◆ **Problem requirements**: Write out the Kathy Sabadosa profile below in full, word for word, from its title through its final sentence.

◆ **Source text**:
┌──

CF Heroes in Action: Kathy Sabadosa
For nearly a decade, Kathy Sabadosa, M.P.H., Quality Improvement Project Manager at the Cystic Fibrosis Foundation, has been a champion in the fight against CF through her work and in her own life, too.
What first brought you to the CF cause?
I joined the fight against CF as a parent. When my 12-year-old son Jack was born, I had no idea what the disease was. I first turned to the CF Foundation for help finding the best physician, and the CF Foundation and Jack’s care team were great resources for me to learn more.
How did you come to work for the CF Foundation?
My education and career are centered on public health, specifically in guidelines and standards for care. In 2003, I was hired by the CF Foundation to take on quality improvement work around the country. I am lucky that I can use my public health background to fulfill something I’m very passionate about – improving care for people with CF.
What is “quality improvement” and how is it implemented at a care center?
The CF Foundation’s Quality Improvement Initiative is tasked with improving care for all people CF. The fundamental core of quality improvement is the relationship between CF healthcare professionals and the people with CF and their families who receive CF care. When that relationship is strengthened, and we apply evidence-based medicine, we see quality of care improve.

└──

◆ **Study material**:

┌──

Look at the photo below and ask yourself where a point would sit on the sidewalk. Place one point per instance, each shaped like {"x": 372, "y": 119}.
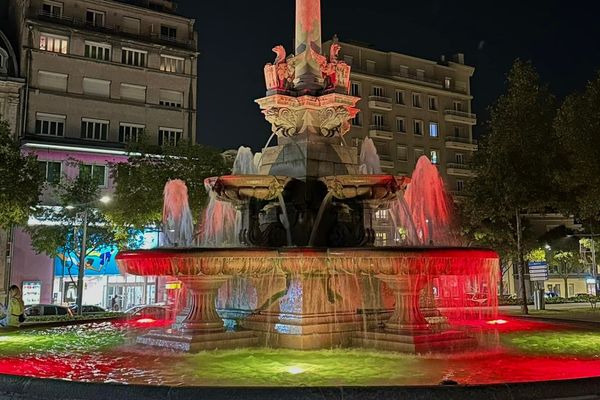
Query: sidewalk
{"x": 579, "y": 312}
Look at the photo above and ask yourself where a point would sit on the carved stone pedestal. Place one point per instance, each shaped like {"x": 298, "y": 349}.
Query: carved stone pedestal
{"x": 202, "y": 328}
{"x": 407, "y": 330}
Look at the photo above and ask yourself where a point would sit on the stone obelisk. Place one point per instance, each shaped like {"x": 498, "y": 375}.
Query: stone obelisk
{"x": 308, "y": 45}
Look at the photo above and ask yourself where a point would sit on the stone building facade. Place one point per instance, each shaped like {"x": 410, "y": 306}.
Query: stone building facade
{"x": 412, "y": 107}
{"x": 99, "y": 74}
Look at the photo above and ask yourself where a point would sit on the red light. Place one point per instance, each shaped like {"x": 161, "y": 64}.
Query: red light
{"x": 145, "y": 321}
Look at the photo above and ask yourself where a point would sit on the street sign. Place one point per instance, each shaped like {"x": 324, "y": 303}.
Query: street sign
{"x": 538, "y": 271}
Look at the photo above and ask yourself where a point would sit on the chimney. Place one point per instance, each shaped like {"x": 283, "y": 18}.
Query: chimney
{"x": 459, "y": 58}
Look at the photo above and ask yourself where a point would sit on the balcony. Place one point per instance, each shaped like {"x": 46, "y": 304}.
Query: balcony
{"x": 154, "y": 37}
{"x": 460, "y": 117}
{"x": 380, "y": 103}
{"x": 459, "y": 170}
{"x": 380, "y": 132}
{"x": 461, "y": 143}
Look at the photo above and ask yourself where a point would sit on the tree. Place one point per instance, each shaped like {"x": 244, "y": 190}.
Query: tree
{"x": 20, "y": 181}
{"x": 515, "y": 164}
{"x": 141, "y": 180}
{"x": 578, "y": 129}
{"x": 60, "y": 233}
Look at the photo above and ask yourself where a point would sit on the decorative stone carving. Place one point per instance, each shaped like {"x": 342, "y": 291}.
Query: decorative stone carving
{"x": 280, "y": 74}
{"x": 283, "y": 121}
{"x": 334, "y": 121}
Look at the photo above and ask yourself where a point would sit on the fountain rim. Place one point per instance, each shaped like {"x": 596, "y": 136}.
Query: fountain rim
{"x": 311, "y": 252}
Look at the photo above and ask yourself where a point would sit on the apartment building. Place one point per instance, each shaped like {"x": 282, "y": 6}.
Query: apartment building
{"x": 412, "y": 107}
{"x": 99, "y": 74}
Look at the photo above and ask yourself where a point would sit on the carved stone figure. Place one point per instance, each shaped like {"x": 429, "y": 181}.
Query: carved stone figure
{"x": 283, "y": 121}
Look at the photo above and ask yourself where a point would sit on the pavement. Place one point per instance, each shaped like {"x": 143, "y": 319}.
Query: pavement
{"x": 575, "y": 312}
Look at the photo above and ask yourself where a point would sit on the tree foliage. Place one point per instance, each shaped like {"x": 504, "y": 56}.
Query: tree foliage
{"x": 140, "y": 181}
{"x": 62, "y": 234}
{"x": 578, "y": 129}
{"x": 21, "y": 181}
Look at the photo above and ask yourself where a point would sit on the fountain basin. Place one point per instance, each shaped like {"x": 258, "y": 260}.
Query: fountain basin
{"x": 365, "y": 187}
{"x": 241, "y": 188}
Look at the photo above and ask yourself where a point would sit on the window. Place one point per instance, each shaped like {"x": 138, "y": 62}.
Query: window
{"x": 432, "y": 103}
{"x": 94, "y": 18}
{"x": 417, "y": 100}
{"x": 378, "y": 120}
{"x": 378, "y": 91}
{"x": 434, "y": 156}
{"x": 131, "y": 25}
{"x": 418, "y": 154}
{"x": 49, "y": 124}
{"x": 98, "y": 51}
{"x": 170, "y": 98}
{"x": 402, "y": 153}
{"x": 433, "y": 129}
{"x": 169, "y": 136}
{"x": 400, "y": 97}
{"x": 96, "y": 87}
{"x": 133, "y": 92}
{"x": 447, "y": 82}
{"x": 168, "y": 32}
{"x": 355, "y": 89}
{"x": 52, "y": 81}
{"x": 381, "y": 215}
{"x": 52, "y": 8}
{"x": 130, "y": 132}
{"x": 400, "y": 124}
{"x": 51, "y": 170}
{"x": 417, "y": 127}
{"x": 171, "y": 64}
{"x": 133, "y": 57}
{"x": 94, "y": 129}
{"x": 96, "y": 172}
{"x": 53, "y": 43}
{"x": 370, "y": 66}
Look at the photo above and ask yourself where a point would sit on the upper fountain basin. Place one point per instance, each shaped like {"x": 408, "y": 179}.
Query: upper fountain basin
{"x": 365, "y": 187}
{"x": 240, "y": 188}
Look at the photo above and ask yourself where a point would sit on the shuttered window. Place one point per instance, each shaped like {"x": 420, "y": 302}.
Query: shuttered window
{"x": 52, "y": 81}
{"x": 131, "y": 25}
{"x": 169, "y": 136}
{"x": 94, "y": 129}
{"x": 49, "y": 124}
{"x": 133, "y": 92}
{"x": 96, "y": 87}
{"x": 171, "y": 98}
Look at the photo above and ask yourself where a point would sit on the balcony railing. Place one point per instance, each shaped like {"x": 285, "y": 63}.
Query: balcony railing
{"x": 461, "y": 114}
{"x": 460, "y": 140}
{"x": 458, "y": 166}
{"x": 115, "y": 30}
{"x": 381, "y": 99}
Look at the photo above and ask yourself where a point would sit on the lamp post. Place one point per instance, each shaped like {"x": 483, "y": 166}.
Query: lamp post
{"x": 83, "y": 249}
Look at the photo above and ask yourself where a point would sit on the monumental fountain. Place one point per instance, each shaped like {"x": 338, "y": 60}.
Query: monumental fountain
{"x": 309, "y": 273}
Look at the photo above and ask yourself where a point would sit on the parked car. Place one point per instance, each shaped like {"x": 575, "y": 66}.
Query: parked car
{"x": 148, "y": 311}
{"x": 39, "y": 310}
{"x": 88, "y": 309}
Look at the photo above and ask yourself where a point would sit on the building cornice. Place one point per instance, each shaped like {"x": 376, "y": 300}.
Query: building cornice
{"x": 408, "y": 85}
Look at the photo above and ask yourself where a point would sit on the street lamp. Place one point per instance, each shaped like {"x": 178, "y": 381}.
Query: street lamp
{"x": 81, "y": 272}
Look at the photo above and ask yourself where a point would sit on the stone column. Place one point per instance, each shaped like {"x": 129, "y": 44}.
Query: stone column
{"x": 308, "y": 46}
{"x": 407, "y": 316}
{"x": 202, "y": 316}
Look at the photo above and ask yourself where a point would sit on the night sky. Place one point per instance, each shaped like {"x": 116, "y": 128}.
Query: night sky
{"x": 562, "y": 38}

└──
┌──

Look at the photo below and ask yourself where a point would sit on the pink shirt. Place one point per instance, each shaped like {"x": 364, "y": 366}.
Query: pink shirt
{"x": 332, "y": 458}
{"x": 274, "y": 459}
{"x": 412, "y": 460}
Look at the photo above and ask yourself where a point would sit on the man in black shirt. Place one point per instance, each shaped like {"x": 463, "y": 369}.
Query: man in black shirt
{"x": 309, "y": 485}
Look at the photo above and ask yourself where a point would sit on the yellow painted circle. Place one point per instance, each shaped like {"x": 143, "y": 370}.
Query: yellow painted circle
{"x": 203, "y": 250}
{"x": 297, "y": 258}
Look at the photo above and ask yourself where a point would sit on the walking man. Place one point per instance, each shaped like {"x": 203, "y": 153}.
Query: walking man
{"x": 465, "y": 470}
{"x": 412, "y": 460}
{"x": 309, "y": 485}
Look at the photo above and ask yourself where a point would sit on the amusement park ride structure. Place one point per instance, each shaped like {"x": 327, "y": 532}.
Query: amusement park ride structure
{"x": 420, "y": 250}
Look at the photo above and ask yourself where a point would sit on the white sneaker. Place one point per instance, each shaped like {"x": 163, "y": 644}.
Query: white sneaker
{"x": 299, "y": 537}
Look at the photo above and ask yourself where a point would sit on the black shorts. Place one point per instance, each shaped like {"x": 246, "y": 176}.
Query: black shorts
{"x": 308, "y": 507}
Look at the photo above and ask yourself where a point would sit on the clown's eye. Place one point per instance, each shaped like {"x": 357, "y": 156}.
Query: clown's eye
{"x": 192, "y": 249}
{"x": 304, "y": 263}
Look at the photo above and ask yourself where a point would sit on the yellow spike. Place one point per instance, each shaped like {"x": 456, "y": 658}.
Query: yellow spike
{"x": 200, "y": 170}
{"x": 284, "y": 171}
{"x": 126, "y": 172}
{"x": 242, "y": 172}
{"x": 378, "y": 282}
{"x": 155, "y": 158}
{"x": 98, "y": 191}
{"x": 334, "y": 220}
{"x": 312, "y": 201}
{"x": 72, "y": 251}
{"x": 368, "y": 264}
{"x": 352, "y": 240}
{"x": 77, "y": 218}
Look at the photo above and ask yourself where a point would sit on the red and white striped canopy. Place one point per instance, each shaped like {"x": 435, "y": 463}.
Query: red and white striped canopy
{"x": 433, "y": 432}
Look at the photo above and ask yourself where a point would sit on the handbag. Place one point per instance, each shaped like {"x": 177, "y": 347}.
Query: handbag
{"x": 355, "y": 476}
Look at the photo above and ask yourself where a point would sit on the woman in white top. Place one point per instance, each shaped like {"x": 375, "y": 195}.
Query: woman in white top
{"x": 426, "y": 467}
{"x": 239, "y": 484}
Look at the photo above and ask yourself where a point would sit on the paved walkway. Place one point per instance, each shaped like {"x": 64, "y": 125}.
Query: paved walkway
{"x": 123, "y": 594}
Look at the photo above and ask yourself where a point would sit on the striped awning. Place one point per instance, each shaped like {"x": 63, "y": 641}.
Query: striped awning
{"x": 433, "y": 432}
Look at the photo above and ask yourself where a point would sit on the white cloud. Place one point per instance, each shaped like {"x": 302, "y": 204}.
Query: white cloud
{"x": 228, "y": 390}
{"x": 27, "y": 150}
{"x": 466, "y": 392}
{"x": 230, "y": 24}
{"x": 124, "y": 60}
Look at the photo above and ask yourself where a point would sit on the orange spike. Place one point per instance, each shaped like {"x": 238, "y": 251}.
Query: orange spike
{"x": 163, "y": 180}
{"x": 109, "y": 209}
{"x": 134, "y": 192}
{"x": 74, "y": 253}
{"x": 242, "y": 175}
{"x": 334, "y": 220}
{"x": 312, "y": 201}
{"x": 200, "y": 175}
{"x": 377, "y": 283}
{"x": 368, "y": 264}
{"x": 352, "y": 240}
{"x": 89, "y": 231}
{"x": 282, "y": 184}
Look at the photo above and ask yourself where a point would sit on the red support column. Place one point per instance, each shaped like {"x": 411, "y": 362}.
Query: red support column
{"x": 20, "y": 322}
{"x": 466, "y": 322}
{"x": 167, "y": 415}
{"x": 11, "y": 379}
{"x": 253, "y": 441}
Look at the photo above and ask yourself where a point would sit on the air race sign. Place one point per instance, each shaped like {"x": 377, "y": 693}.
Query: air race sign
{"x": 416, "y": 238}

└──

◆ **Exercise result**:
CF Heroes in Action: Kathy Sabadosa
For nearly a decade, Kathy Sabadosa, M.P.H., Quality Improvement Project Manager at the Cystic Fibrosis Foundation, has been a champion in the fight against CF through her work and in her own life, too.
What first brought you to the CF cause?
I joined the fight against CF as a parent. When my 12-year-old son Jack was born, I had no idea what the disease was. I first turned to the CF Foundation for help finding the best physician, and the CF Foundation and Jack’s care team were great resources for me to learn more.
How did you come to work for the CF Foundation?
My education and career are centered on public health, specifically in guidelines and standards for care. In 2003, I was hired by the CF Foundation to take on quality improvement work around the country. I am lucky that I can use my public health background to fulfill something I’m very passionate about – improving care for people with CF.
What is “quality improvement” and how is it implemented at a care center?
The CF Foundation’s Quality Improvement Initiative is tasked with improving care for all people CF. The fundamental core of quality improvement is the relationship between CF healthcare professionals and the people with CF and their families who receive CF care. When that relationship is strengthened, and we apply evidence-based medicine, we see quality of care improve.